-------- Page excerpt

For instance, I may become fixated within the small circle of thought that says that when I walk into the dinner party everyone is silently judging me for wearing a blue shirt. All the reasons to support my paranoia are present, I’m the only one wearing a blue shirt, everyone is silent about it, and I’m in the room with them. The fact that no one mentions my blue shirt can mean one thing and one thing only – they’re all judging me for wearing it. 

The failure to allow any larger explanations is the definition in this case of madness. The circle explains everything, but it’s a very small circle. “How much larger your life would be, if your self could  become smaller in it,” says Chesterton, “how much happier you would be if you only knew that these people cared nothing about you.” (and your blue shirt, I might add) The larger explanation is that no one has noticed my blue shirt in the least. As solid as my little conspiracy seems, the truth is that I have no fellow conspirators, just me, me, me, and me. With such a small world with such a small atmosphere, and me taking up all the air, it’s bound to get awful stuffy in there.  

 

I know what that feels like. I know what it feels like to be running in circles in my own head without any good idea of how to break out of the tiny echo-chamber world of ‘believing in myself.’ The hardest part about getting out is that I can’t supply what I need, because “a man cannot think himself out of a mental evil; for it is actually the organ of thought that has become diseased.”

----------------
-------- Material supplied

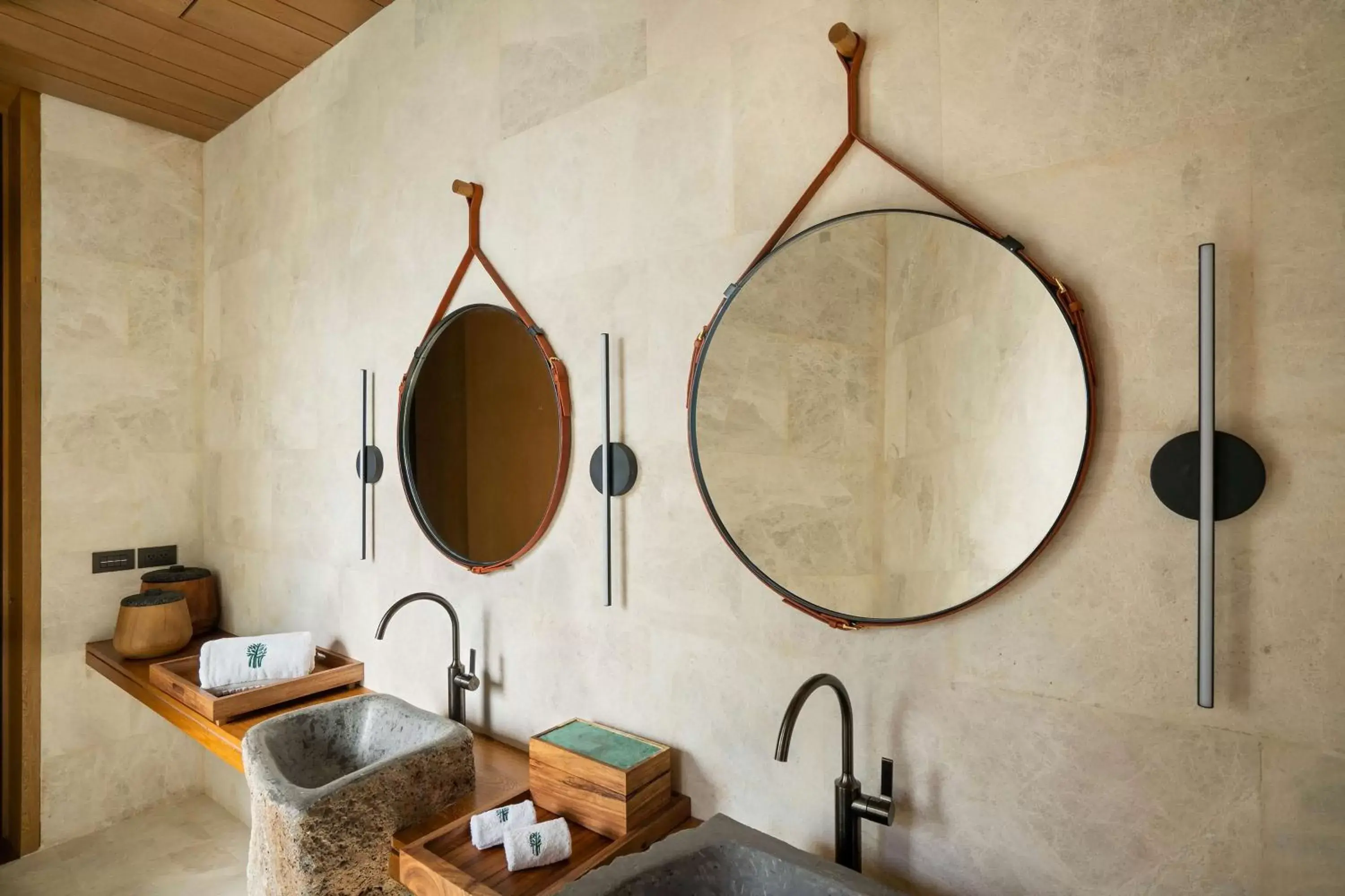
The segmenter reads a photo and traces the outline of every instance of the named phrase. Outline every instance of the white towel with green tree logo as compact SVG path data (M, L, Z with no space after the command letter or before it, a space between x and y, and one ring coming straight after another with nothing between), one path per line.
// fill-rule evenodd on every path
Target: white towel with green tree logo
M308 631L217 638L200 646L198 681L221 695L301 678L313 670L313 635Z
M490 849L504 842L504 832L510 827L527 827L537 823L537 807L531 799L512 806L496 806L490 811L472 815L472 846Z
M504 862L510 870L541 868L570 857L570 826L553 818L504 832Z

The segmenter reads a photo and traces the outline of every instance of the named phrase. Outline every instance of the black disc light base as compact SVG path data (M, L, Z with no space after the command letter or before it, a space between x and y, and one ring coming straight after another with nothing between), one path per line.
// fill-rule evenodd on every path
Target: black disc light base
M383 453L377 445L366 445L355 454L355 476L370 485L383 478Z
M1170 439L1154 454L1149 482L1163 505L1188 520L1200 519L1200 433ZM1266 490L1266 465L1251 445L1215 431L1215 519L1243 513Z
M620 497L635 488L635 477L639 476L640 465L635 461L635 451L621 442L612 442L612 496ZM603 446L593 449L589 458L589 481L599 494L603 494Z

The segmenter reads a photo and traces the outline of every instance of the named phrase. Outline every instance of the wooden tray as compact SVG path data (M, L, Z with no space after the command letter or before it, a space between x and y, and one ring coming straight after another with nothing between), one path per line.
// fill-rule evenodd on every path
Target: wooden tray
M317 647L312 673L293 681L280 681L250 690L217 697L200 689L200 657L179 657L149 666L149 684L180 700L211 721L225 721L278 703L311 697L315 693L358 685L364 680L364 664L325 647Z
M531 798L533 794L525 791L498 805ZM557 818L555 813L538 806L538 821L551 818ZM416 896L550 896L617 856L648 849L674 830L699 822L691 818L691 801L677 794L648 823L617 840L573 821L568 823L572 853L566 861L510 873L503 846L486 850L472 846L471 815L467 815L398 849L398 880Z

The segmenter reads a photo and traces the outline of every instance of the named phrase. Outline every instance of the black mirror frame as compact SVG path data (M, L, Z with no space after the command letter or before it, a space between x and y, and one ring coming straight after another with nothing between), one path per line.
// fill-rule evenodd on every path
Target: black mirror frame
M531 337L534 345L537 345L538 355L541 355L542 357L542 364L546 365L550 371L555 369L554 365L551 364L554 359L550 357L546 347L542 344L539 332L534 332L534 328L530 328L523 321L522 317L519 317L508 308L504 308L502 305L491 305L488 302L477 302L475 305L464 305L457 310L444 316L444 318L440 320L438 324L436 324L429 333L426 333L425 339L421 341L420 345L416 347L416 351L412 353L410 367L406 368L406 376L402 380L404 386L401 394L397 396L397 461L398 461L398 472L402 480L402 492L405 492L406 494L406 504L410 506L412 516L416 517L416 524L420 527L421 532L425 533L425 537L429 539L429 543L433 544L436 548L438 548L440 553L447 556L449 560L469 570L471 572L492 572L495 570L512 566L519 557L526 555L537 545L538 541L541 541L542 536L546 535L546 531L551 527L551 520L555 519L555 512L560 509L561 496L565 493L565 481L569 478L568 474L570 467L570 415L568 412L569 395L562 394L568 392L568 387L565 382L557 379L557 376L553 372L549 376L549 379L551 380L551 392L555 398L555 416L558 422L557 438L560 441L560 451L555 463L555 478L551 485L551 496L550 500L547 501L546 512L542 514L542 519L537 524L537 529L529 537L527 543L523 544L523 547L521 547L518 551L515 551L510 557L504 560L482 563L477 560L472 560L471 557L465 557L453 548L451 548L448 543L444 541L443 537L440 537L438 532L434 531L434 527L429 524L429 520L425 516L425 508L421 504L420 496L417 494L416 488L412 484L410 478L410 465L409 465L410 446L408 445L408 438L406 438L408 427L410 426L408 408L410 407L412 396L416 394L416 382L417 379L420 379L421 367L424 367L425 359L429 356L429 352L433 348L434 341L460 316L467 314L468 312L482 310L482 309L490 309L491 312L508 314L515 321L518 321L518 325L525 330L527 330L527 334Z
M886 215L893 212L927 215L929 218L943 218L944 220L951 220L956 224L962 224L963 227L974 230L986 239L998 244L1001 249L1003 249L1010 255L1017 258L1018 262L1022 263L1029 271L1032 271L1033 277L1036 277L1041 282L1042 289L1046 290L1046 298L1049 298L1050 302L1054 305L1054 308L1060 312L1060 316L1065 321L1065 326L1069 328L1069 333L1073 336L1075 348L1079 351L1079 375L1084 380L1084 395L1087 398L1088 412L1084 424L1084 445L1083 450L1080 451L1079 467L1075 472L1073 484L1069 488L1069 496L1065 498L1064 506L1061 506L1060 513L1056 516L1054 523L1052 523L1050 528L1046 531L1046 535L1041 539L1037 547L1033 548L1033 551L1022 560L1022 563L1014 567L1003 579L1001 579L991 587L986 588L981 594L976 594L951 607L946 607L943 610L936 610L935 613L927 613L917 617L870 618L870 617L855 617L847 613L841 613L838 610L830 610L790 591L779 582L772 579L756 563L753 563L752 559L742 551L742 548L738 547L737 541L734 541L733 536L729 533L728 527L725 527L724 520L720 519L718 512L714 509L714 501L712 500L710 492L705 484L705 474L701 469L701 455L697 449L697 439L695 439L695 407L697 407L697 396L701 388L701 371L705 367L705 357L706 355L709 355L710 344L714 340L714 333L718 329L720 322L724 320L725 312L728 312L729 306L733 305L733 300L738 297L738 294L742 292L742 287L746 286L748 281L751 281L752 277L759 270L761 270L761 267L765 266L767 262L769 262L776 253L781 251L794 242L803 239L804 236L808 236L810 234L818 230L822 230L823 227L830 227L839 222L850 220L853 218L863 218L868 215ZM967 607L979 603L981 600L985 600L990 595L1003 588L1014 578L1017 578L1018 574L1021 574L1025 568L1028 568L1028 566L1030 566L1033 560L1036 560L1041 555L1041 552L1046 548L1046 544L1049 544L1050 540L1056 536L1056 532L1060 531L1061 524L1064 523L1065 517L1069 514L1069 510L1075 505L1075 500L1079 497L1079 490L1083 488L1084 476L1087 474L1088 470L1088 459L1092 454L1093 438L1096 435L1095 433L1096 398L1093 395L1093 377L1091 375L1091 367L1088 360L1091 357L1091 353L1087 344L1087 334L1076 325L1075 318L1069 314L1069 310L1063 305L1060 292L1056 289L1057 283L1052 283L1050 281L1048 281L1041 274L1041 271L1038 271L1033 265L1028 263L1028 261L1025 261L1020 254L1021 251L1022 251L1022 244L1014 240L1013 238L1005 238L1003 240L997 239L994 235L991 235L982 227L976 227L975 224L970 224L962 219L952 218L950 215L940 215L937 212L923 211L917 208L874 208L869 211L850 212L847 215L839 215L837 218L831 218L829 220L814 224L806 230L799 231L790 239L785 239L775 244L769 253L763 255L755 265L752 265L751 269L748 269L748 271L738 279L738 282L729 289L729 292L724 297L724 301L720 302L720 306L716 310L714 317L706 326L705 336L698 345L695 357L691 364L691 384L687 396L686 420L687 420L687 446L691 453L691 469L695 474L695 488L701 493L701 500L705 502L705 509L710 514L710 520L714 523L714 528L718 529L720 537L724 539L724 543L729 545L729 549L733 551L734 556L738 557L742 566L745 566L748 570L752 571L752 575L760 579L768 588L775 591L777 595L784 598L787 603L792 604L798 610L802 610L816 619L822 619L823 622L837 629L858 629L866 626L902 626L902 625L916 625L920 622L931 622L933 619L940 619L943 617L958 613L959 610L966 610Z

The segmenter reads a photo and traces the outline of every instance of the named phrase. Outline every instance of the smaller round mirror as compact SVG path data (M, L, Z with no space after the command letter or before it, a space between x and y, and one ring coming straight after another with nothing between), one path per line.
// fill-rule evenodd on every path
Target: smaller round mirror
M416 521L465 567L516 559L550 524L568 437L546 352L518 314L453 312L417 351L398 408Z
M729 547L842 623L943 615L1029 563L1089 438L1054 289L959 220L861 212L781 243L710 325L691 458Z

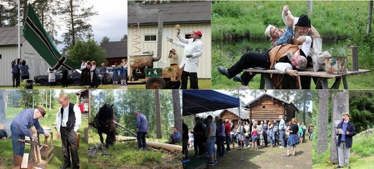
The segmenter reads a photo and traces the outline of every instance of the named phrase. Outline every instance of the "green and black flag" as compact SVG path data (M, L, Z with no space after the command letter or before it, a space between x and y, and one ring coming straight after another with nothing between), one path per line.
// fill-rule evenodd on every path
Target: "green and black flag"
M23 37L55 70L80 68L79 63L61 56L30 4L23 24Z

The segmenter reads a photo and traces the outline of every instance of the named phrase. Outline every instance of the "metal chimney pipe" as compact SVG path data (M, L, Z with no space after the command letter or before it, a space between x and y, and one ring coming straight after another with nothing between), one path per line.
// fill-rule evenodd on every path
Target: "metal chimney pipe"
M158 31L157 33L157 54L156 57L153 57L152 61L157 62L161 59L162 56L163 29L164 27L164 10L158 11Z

----------------

Task requirements:
Translate this sentence from the passage about the blue shirt into Spanish: "The circle explains everything, but it's a very small circle."

Task solution:
El círculo lo explica todo, pero es un círculo muy pequeño.